* start DATA TO USE *

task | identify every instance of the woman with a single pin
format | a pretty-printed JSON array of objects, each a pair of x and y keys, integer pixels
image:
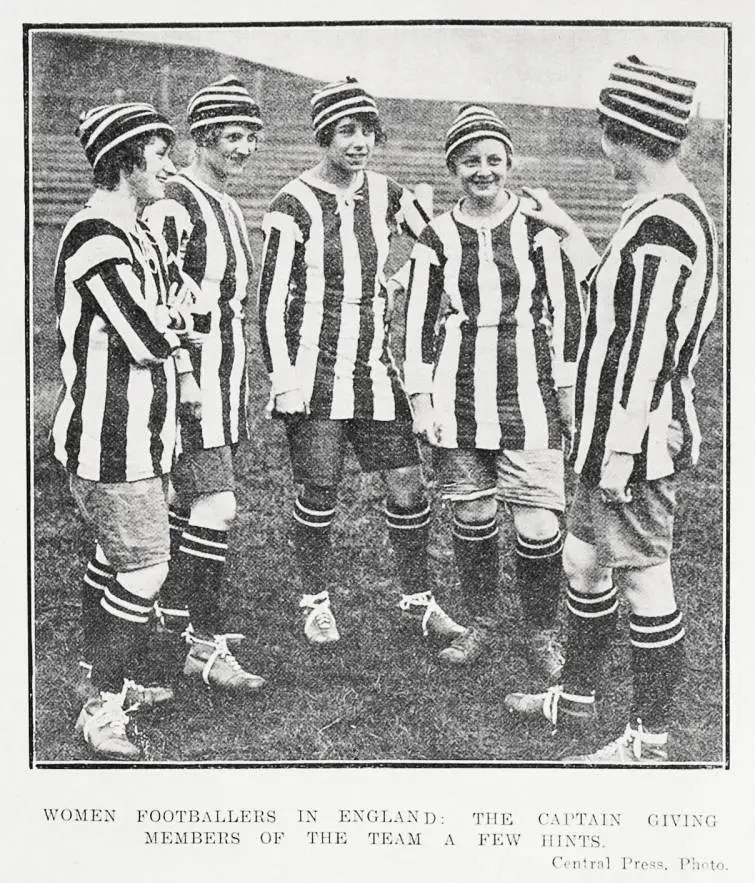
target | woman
[
  {"x": 118, "y": 300},
  {"x": 204, "y": 228},
  {"x": 492, "y": 392},
  {"x": 323, "y": 297}
]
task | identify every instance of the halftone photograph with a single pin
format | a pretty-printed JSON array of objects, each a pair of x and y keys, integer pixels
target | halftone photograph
[{"x": 378, "y": 395}]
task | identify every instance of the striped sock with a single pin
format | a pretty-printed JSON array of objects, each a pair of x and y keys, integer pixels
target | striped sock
[
  {"x": 477, "y": 560},
  {"x": 312, "y": 524},
  {"x": 125, "y": 626},
  {"x": 98, "y": 576},
  {"x": 538, "y": 573},
  {"x": 657, "y": 663},
  {"x": 173, "y": 602},
  {"x": 592, "y": 623},
  {"x": 409, "y": 529},
  {"x": 202, "y": 552}
]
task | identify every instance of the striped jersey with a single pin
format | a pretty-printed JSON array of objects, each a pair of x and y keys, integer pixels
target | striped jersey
[
  {"x": 115, "y": 420},
  {"x": 205, "y": 229},
  {"x": 652, "y": 296},
  {"x": 323, "y": 294},
  {"x": 493, "y": 325}
]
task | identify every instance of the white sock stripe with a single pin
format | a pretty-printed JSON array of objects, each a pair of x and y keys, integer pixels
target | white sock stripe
[
  {"x": 93, "y": 584},
  {"x": 578, "y": 697},
  {"x": 650, "y": 645},
  {"x": 121, "y": 614},
  {"x": 405, "y": 515},
  {"x": 493, "y": 533},
  {"x": 315, "y": 524},
  {"x": 145, "y": 607},
  {"x": 202, "y": 541},
  {"x": 584, "y": 598},
  {"x": 557, "y": 540},
  {"x": 583, "y": 614},
  {"x": 198, "y": 554},
  {"x": 321, "y": 512},
  {"x": 656, "y": 628}
]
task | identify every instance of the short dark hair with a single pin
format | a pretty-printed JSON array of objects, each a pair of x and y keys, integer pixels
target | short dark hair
[
  {"x": 371, "y": 124},
  {"x": 124, "y": 158},
  {"x": 454, "y": 155},
  {"x": 621, "y": 133}
]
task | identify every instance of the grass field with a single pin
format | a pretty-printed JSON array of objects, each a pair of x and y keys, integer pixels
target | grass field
[{"x": 381, "y": 695}]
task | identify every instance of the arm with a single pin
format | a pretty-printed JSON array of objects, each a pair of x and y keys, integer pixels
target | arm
[
  {"x": 102, "y": 272},
  {"x": 282, "y": 234},
  {"x": 423, "y": 306},
  {"x": 660, "y": 266}
]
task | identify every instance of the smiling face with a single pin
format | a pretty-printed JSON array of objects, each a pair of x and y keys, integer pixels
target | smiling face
[
  {"x": 147, "y": 181},
  {"x": 228, "y": 153},
  {"x": 351, "y": 145},
  {"x": 481, "y": 168}
]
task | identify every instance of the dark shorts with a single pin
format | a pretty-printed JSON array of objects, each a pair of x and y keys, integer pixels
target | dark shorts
[
  {"x": 207, "y": 471},
  {"x": 129, "y": 519},
  {"x": 318, "y": 447},
  {"x": 636, "y": 534},
  {"x": 524, "y": 478}
]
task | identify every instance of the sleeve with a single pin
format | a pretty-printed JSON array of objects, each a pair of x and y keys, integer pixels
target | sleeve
[
  {"x": 282, "y": 235},
  {"x": 560, "y": 283},
  {"x": 101, "y": 269},
  {"x": 661, "y": 261},
  {"x": 422, "y": 309},
  {"x": 411, "y": 216}
]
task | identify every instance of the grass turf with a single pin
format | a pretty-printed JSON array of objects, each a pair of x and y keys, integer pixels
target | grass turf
[{"x": 380, "y": 694}]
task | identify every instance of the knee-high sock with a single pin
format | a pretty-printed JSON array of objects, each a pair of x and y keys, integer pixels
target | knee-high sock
[
  {"x": 657, "y": 664},
  {"x": 202, "y": 553},
  {"x": 409, "y": 529},
  {"x": 119, "y": 650},
  {"x": 539, "y": 573},
  {"x": 477, "y": 560},
  {"x": 312, "y": 524},
  {"x": 173, "y": 602},
  {"x": 592, "y": 623},
  {"x": 98, "y": 576}
]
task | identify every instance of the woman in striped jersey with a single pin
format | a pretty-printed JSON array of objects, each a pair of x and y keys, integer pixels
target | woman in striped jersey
[
  {"x": 652, "y": 295},
  {"x": 492, "y": 392},
  {"x": 323, "y": 311},
  {"x": 118, "y": 301},
  {"x": 204, "y": 228}
]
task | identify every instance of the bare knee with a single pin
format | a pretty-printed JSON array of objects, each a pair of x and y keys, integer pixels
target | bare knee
[
  {"x": 582, "y": 569},
  {"x": 649, "y": 590},
  {"x": 214, "y": 511},
  {"x": 146, "y": 581},
  {"x": 404, "y": 487},
  {"x": 535, "y": 523},
  {"x": 480, "y": 510},
  {"x": 319, "y": 496}
]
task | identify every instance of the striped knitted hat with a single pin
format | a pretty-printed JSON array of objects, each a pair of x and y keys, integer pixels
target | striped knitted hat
[
  {"x": 103, "y": 128},
  {"x": 473, "y": 122},
  {"x": 222, "y": 103},
  {"x": 649, "y": 99},
  {"x": 338, "y": 100}
]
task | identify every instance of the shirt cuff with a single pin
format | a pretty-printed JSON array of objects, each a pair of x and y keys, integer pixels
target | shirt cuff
[
  {"x": 183, "y": 361},
  {"x": 418, "y": 378},
  {"x": 578, "y": 248},
  {"x": 626, "y": 431},
  {"x": 284, "y": 380}
]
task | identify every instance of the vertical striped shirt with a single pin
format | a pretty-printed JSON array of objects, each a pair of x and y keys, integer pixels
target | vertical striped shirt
[
  {"x": 115, "y": 419},
  {"x": 323, "y": 294},
  {"x": 652, "y": 296},
  {"x": 493, "y": 327},
  {"x": 205, "y": 229}
]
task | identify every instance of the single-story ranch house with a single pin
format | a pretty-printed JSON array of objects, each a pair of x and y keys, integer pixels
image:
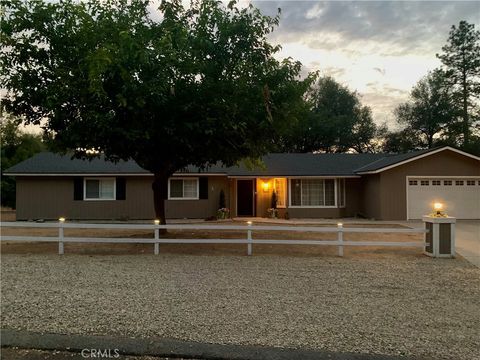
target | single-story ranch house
[{"x": 379, "y": 186}]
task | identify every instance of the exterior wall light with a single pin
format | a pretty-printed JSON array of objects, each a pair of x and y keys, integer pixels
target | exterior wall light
[{"x": 266, "y": 186}]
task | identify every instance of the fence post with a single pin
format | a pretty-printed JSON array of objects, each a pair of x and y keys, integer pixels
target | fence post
[
  {"x": 340, "y": 239},
  {"x": 156, "y": 246},
  {"x": 249, "y": 238},
  {"x": 61, "y": 221}
]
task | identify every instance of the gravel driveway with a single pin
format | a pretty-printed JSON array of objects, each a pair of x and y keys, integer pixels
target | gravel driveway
[{"x": 396, "y": 305}]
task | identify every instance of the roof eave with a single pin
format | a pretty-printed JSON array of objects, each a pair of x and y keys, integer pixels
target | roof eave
[{"x": 400, "y": 163}]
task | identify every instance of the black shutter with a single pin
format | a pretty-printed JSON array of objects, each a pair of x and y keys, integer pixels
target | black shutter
[
  {"x": 78, "y": 188},
  {"x": 121, "y": 188},
  {"x": 203, "y": 187}
]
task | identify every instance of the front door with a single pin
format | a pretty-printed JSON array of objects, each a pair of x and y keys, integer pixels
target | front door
[{"x": 245, "y": 197}]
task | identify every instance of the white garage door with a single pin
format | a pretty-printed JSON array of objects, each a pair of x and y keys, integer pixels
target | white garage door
[{"x": 460, "y": 196}]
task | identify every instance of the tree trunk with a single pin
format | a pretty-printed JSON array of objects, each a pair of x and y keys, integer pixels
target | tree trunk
[
  {"x": 160, "y": 194},
  {"x": 466, "y": 127}
]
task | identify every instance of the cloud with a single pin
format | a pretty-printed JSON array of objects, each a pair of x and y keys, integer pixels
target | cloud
[{"x": 379, "y": 48}]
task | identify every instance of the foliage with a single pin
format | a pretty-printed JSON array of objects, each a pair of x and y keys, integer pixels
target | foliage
[
  {"x": 333, "y": 120},
  {"x": 400, "y": 141},
  {"x": 428, "y": 113},
  {"x": 197, "y": 86},
  {"x": 461, "y": 59},
  {"x": 16, "y": 146}
]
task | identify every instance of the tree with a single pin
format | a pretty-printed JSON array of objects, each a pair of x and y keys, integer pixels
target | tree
[
  {"x": 400, "y": 141},
  {"x": 461, "y": 58},
  {"x": 428, "y": 113},
  {"x": 16, "y": 147},
  {"x": 332, "y": 120},
  {"x": 198, "y": 86}
]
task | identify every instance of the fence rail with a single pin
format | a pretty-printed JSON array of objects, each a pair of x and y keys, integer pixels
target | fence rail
[{"x": 249, "y": 240}]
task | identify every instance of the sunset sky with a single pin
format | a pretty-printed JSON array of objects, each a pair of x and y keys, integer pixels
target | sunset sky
[{"x": 379, "y": 48}]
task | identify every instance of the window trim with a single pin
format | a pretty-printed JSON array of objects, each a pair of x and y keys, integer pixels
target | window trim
[
  {"x": 99, "y": 179},
  {"x": 183, "y": 188},
  {"x": 314, "y": 206}
]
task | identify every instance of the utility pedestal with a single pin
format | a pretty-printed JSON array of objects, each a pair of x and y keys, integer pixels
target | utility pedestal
[{"x": 440, "y": 236}]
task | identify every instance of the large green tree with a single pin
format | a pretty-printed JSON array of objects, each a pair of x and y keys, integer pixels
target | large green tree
[
  {"x": 333, "y": 120},
  {"x": 191, "y": 85},
  {"x": 428, "y": 113},
  {"x": 16, "y": 146},
  {"x": 461, "y": 59}
]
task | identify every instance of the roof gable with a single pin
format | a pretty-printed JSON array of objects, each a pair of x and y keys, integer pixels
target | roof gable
[{"x": 389, "y": 162}]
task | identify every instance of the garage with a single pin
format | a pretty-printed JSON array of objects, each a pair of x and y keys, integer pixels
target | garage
[{"x": 460, "y": 196}]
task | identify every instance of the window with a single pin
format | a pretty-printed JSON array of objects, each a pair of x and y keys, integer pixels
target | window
[
  {"x": 99, "y": 189},
  {"x": 183, "y": 189},
  {"x": 313, "y": 192},
  {"x": 341, "y": 192},
  {"x": 280, "y": 187}
]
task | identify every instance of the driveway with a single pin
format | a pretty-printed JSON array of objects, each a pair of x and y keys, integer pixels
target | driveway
[{"x": 467, "y": 242}]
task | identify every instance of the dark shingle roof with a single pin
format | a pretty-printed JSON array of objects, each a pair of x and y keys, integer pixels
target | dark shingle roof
[
  {"x": 390, "y": 159},
  {"x": 275, "y": 165},
  {"x": 308, "y": 165},
  {"x": 50, "y": 163}
]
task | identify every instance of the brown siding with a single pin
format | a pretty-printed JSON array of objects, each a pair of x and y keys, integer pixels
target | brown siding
[
  {"x": 200, "y": 209},
  {"x": 370, "y": 197},
  {"x": 393, "y": 193},
  {"x": 353, "y": 197},
  {"x": 52, "y": 197},
  {"x": 353, "y": 191}
]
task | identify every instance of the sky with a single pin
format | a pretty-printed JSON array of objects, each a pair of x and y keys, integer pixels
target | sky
[{"x": 378, "y": 48}]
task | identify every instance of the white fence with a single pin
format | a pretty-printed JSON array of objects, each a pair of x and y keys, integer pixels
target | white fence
[{"x": 248, "y": 240}]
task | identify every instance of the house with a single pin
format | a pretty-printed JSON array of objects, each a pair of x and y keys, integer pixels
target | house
[{"x": 379, "y": 186}]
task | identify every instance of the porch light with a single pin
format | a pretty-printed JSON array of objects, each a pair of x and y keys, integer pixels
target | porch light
[{"x": 265, "y": 186}]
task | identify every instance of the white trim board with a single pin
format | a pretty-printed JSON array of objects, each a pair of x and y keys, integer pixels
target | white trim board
[{"x": 419, "y": 157}]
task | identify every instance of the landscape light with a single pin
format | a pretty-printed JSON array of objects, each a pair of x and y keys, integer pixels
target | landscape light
[{"x": 438, "y": 207}]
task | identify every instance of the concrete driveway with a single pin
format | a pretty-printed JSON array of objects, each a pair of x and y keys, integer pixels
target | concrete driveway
[{"x": 468, "y": 240}]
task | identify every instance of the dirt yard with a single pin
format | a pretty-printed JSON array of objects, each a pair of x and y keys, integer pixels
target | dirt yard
[{"x": 210, "y": 249}]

* end DATA TO USE *

[TASK INSTRUCTIONS] Beginning with the line that contains "task | identify every instance of the house", quote each line exactly through the last line of the entries above, and nothing beyond them.

[COMPLETE RESPONSE]
task | identify every instance of the house with a single pin
format | a pretty-printed JSON array of objects, each a pair of x and y keys, integer pixels
target | house
[{"x": 379, "y": 186}]
task | identify every instance of the porch light with a single pin
format | a pretty-printed JSON array of objects, each a pair of x and y keys, integer pixels
target | porch light
[{"x": 265, "y": 186}]
task | identify every instance of the white trim board with a single pin
format | a pretty-printed JSON array of objects, each a pair of x and y keys, integer pixels
target | white trim board
[{"x": 419, "y": 157}]
task | identify every instance of the landscape light with a single pin
format | a pretty-printed JSON array of objects, each a pair of x and y keys, integer pixels
target | landscape light
[{"x": 438, "y": 207}]
task | identify every instance of the concrete driveway with a single pin
format | a pretty-printed JSON array of objects, each a pair of x and y keys, integer pixels
target | concrete driveway
[{"x": 468, "y": 240}]
task | identify every instance of the dirt yard with a single pin
format | a pretty-printed JSON array of objects, each a pair of x and y keys, integer pixels
target | dirt yard
[{"x": 210, "y": 249}]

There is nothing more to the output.